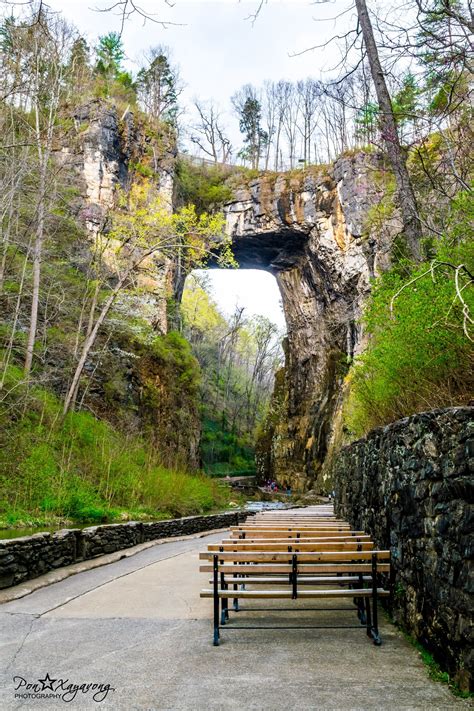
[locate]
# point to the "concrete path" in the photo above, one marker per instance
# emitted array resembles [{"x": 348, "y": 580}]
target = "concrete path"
[{"x": 139, "y": 627}]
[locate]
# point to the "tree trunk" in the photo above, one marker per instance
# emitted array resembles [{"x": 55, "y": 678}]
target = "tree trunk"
[
  {"x": 406, "y": 196},
  {"x": 89, "y": 342},
  {"x": 37, "y": 257}
]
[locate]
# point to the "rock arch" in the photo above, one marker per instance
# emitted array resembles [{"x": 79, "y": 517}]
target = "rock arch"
[{"x": 307, "y": 228}]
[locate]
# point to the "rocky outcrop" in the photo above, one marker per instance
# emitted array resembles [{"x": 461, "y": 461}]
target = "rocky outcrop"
[
  {"x": 136, "y": 381},
  {"x": 309, "y": 229},
  {"x": 29, "y": 556},
  {"x": 107, "y": 155},
  {"x": 411, "y": 486}
]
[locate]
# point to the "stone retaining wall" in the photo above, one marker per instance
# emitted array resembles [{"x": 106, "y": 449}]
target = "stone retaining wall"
[
  {"x": 410, "y": 485},
  {"x": 27, "y": 557}
]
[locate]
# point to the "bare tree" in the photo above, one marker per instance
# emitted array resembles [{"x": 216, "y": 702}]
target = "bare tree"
[
  {"x": 406, "y": 195},
  {"x": 309, "y": 96},
  {"x": 159, "y": 84},
  {"x": 210, "y": 135}
]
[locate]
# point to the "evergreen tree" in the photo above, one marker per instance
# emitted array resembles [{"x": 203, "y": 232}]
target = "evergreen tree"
[{"x": 249, "y": 110}]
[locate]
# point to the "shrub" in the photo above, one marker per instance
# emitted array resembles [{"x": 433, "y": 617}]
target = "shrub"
[{"x": 420, "y": 354}]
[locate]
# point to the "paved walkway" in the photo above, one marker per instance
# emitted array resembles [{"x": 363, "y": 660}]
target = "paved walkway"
[{"x": 139, "y": 626}]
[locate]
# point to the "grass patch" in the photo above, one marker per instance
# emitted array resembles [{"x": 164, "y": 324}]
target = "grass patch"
[
  {"x": 82, "y": 469},
  {"x": 434, "y": 670}
]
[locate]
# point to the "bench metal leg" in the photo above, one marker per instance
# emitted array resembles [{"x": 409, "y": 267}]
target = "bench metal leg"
[
  {"x": 360, "y": 604},
  {"x": 216, "y": 600},
  {"x": 375, "y": 623},
  {"x": 368, "y": 617},
  {"x": 225, "y": 602}
]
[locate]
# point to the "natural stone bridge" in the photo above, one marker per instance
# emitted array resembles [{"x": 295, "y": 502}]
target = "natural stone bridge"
[{"x": 308, "y": 229}]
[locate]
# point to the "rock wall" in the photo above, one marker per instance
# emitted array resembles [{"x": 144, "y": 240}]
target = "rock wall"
[
  {"x": 411, "y": 485},
  {"x": 308, "y": 228},
  {"x": 129, "y": 383},
  {"x": 27, "y": 557}
]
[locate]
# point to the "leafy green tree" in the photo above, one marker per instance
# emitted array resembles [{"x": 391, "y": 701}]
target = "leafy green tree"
[
  {"x": 110, "y": 53},
  {"x": 249, "y": 111},
  {"x": 405, "y": 102},
  {"x": 158, "y": 86},
  {"x": 366, "y": 123}
]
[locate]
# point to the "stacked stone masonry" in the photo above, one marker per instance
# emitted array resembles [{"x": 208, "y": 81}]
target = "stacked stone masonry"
[
  {"x": 27, "y": 557},
  {"x": 410, "y": 484}
]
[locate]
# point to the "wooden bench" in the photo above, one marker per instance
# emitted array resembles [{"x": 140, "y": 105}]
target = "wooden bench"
[{"x": 352, "y": 566}]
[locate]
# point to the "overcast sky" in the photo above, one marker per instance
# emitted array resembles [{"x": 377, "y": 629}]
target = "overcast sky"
[{"x": 218, "y": 50}]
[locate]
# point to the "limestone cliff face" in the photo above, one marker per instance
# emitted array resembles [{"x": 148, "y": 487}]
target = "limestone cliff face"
[
  {"x": 107, "y": 150},
  {"x": 135, "y": 385},
  {"x": 308, "y": 229}
]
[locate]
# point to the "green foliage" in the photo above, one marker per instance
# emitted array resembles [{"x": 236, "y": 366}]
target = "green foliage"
[
  {"x": 202, "y": 186},
  {"x": 237, "y": 357},
  {"x": 110, "y": 53},
  {"x": 81, "y": 468},
  {"x": 434, "y": 669},
  {"x": 405, "y": 101},
  {"x": 420, "y": 352},
  {"x": 225, "y": 453}
]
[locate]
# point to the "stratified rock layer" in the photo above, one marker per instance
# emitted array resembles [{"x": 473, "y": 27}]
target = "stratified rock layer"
[
  {"x": 411, "y": 486},
  {"x": 308, "y": 228}
]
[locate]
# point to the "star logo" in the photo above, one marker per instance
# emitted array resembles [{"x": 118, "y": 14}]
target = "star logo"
[{"x": 47, "y": 683}]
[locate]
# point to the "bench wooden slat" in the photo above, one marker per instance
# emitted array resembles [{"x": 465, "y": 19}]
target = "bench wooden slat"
[
  {"x": 265, "y": 568},
  {"x": 312, "y": 557},
  {"x": 296, "y": 546},
  {"x": 276, "y": 594},
  {"x": 302, "y": 580},
  {"x": 300, "y": 539}
]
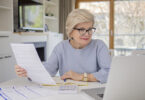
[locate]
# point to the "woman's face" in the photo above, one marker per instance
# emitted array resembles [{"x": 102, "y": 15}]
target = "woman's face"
[{"x": 82, "y": 34}]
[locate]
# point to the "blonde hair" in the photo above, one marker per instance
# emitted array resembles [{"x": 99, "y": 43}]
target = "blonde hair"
[{"x": 78, "y": 16}]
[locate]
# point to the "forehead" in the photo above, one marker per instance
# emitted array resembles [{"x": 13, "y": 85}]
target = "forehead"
[{"x": 84, "y": 25}]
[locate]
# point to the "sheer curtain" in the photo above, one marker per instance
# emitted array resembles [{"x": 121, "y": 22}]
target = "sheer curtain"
[{"x": 65, "y": 7}]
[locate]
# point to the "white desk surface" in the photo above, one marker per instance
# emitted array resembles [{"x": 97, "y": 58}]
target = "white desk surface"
[{"x": 79, "y": 96}]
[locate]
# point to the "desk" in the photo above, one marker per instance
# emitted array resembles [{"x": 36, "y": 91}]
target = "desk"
[{"x": 79, "y": 96}]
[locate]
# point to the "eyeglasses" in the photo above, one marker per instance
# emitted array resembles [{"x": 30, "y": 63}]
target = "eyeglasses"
[{"x": 83, "y": 31}]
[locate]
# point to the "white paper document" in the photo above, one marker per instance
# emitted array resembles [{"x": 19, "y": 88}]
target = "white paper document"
[
  {"x": 25, "y": 92},
  {"x": 27, "y": 57}
]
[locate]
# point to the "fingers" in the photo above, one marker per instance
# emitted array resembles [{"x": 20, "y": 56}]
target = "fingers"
[{"x": 20, "y": 71}]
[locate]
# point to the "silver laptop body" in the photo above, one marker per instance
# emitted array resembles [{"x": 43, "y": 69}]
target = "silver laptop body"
[{"x": 126, "y": 79}]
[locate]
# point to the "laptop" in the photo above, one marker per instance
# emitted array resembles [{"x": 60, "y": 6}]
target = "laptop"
[{"x": 126, "y": 80}]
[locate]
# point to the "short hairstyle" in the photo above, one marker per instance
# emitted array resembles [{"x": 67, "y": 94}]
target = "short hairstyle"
[{"x": 78, "y": 16}]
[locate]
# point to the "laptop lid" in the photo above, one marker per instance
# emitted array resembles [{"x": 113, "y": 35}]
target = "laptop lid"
[{"x": 126, "y": 79}]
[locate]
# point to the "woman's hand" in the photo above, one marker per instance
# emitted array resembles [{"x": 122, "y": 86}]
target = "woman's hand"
[
  {"x": 72, "y": 75},
  {"x": 20, "y": 71}
]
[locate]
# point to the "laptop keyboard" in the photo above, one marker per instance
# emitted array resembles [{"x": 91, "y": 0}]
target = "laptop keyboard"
::::::::::
> [Activity]: Which lines above hold the string "keyboard"? Show each of them.

> [Solution to this task]:
# point to the "laptop keyboard" in the photo above, one marker per instance
target = "laptop keyboard"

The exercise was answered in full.